Starting at the line that contains "[pin] white mouse -- one per line" and ending at the last line of the material below, write out every line again, shifting each point's coordinates by adding 39 to both numbers.

[Records from a data collection]
···

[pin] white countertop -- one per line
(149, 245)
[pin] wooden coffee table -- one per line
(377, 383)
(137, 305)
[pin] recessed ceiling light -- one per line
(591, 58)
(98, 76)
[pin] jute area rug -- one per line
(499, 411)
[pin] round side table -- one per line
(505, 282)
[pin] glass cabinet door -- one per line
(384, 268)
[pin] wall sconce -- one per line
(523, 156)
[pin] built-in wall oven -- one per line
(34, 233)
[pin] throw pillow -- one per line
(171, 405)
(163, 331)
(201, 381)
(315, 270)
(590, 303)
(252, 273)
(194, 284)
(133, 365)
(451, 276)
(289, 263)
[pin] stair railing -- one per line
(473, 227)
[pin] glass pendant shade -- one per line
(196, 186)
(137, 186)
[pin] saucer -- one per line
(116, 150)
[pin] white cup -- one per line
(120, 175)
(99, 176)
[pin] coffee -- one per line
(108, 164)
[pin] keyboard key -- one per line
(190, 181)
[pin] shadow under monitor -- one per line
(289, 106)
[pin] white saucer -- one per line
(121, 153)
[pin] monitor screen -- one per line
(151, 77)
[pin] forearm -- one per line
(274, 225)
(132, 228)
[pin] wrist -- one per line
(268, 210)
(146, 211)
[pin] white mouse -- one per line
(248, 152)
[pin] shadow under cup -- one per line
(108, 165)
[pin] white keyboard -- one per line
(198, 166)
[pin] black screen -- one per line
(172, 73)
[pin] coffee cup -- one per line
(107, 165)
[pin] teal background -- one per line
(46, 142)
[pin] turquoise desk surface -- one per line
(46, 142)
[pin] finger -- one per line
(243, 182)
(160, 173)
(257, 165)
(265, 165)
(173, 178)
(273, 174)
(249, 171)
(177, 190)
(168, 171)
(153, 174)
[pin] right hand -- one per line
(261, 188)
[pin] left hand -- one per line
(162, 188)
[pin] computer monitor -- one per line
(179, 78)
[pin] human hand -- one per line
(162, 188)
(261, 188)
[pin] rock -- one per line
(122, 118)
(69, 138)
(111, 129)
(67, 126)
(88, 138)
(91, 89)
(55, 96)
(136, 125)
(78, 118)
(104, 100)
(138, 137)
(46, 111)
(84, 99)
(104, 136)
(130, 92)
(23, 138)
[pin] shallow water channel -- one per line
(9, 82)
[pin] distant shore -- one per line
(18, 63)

···

§ **Result for this exercise**
[pin] white mouse -- one per line
(287, 191)
[pin] shadow under cup -- one per line
(147, 204)
[pin] white keyboard -- one per line
(237, 205)
[pin] black screen -- one per line
(211, 112)
[pin] coffee cup -- one per line
(146, 204)
[pin] teal background -- one per line
(85, 181)
[pin] turquoise desk surface -- one per line
(85, 181)
[pin] finger -- one per line
(282, 221)
(199, 212)
(296, 204)
(304, 204)
(212, 217)
(312, 213)
(288, 210)
(216, 229)
(207, 210)
(192, 213)
[pin] right hand -- one per line
(300, 227)
[pin] left hand -- one per line
(201, 227)
[pin] computer monitor -- one per line
(218, 117)
[pin] human hand -- one per line
(201, 227)
(300, 227)
[pin] rock -- one per line
(161, 157)
(108, 177)
(150, 168)
(106, 165)
(127, 177)
(130, 128)
(94, 135)
(175, 164)
(117, 157)
(143, 139)
(177, 176)
(85, 150)
(123, 138)
(143, 175)
(169, 131)
(62, 177)
[pin] shallow water channel -- one per line
(48, 121)
[pin] distant shore -- one per line
(57, 102)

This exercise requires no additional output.